> WORK INSTRUCTIONS
Please render the whole listing below as a JSON list of strings, with one string for each line and blank lines left out.

— begin DATA PROVIDED —

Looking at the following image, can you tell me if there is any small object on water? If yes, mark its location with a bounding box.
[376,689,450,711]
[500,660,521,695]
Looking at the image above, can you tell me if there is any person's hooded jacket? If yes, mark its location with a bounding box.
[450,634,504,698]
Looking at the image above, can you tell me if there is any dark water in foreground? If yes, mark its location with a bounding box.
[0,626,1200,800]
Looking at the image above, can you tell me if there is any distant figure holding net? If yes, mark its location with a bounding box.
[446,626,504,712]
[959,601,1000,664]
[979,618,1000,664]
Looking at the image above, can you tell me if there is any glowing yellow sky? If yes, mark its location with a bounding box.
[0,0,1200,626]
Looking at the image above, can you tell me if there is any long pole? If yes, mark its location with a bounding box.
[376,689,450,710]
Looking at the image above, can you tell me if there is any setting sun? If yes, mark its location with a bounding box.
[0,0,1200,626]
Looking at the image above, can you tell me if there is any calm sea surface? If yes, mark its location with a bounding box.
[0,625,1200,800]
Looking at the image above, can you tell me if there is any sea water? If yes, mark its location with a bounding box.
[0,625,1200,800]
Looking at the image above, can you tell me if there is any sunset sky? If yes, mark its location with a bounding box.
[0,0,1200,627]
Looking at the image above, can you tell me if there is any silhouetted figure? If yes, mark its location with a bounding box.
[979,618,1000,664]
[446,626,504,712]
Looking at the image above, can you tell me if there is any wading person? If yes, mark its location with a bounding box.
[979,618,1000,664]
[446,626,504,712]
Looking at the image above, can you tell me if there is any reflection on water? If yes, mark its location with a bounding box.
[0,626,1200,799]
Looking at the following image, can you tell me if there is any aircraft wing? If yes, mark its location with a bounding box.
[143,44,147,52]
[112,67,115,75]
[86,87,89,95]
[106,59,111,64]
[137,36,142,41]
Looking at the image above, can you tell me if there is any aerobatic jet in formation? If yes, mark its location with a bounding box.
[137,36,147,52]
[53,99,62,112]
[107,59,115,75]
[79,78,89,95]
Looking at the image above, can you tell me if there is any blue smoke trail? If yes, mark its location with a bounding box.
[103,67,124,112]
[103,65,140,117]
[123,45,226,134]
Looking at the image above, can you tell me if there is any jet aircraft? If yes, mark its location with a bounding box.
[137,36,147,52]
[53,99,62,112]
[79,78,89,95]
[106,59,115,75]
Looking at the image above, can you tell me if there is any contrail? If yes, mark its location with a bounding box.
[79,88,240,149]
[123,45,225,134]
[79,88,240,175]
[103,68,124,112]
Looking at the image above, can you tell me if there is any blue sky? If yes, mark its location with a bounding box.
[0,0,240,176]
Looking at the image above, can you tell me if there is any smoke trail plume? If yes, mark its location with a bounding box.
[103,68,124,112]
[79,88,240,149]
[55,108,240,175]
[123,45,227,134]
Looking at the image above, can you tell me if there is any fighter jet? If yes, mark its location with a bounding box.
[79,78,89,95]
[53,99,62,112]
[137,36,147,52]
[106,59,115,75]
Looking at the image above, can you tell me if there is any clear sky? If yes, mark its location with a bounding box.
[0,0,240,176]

— end DATA PROVIDED —

> TASK ANSWER
[
  "Looking at the following image, can you tell me if there is any small object on water? If yes, mark its location with a bounding box.",
  "[376,689,450,711]",
  "[500,660,521,695]",
  "Looking at the image above, can you tell me if there is any person's hooded jacket? If yes, mark its location with a bounding box.",
  "[450,634,504,698]",
  "Looking at the image above, can you tell me if there is any dark water in foreground? If yes, mark its location with a bounding box.",
  "[0,626,1200,800]",
  "Looking at the image above, can you tell me if there is any distant figure holding net? If yes, mark its location with a bounding box.",
  "[446,626,504,712]",
  "[959,601,1000,664]",
  "[979,618,1000,664]",
  "Looking at the image above, can you tell me if there is any glowing yellow sky? If yes, mark its location with a bounding box.",
  "[0,0,1200,626]",
  "Looking at the image above, can you tell me if there is any long pole? If yes, mark its location with a bounding box.",
  "[376,689,450,710]",
  "Looking at the image above, can you tell me if there is any setting sun? If yes, mark its location with a bounding box.",
  "[0,0,1200,626]",
  "Looking at the image above, can you tell me if there is any calm sea surface? If yes, mark its location with a bounding box.",
  "[0,625,1200,800]",
  "Looking at the image above, can you tell me if there is any sea water? If yes, mark its location with a bounding box.",
  "[0,625,1200,800]",
  "Looking at the image above, can you tell me if there is any sunset sky? If yes, mark its location with a bounding box.",
  "[0,0,1200,627]",
  "Looking at the image above, can you tell me if there is any silhouetted figure? If yes, mark its location with a bounding box.",
  "[979,618,1000,664]",
  "[446,626,504,712]",
  "Looking at the image above, can you tell me if there is any wading person? If yes, mark its location with a bounding box.",
  "[979,618,1000,664]",
  "[446,626,504,712]",
  "Looking at the image above, can you tell me if there is any reflection on water? If yes, mark its location with a bounding box.",
  "[0,626,1200,799]",
  "Looking at the following image, can you tell me if there is any aircraft wing? If yes, mark its location with a bounding box.",
  "[143,44,147,52]",
  "[112,67,115,75]",
  "[86,87,89,95]",
  "[106,59,111,64]",
  "[137,36,142,41]",
  "Looking at the image above, can you tell me if there is any aerobatic jet in formation? If yes, mark its location with a bounding box.",
  "[137,36,147,52]",
  "[53,99,62,112]",
  "[107,59,115,75]",
  "[79,78,89,95]",
  "Looking at the image above, can you tell me if there is any blue smoke trail? If yes, mark its location with a bounding box.",
  "[103,67,124,112]",
  "[103,65,140,117]",
  "[123,45,226,134]",
  "Looking at the image above, can you tell me if there is any jet aircraft? If yes, mark its location with a bounding box.",
  "[137,36,147,52]",
  "[53,99,62,112]",
  "[79,78,89,95]",
  "[106,59,115,75]",
  "Looking at the image above, can you tell me if there is any contrail? If yes, mark its location with a bounding box.",
  "[79,88,240,149]",
  "[123,45,225,134]",
  "[79,88,240,175]",
  "[103,68,124,112]",
  "Looking at the image above, can you tell me if there is any blue sky? If yes, mark its location with a bounding box.",
  "[0,0,240,176]",
  "Looking at the image above, can you tell me if there is any smoke trail plume? If yes, mark its location with a bounding box.",
  "[103,68,124,112]",
  "[79,88,240,149]",
  "[55,108,240,175]",
  "[123,45,227,134]",
  "Looking at the image above, can you tell me if there is any fighter jet? If yes, mark its location with a bounding box.",
  "[79,78,89,95]",
  "[53,99,62,112]",
  "[137,36,147,52]",
  "[106,59,115,75]",
  "Looking at the image above, can you tell me if there is any clear sky? If yes, mark its location with a bounding box.",
  "[0,0,240,176]"
]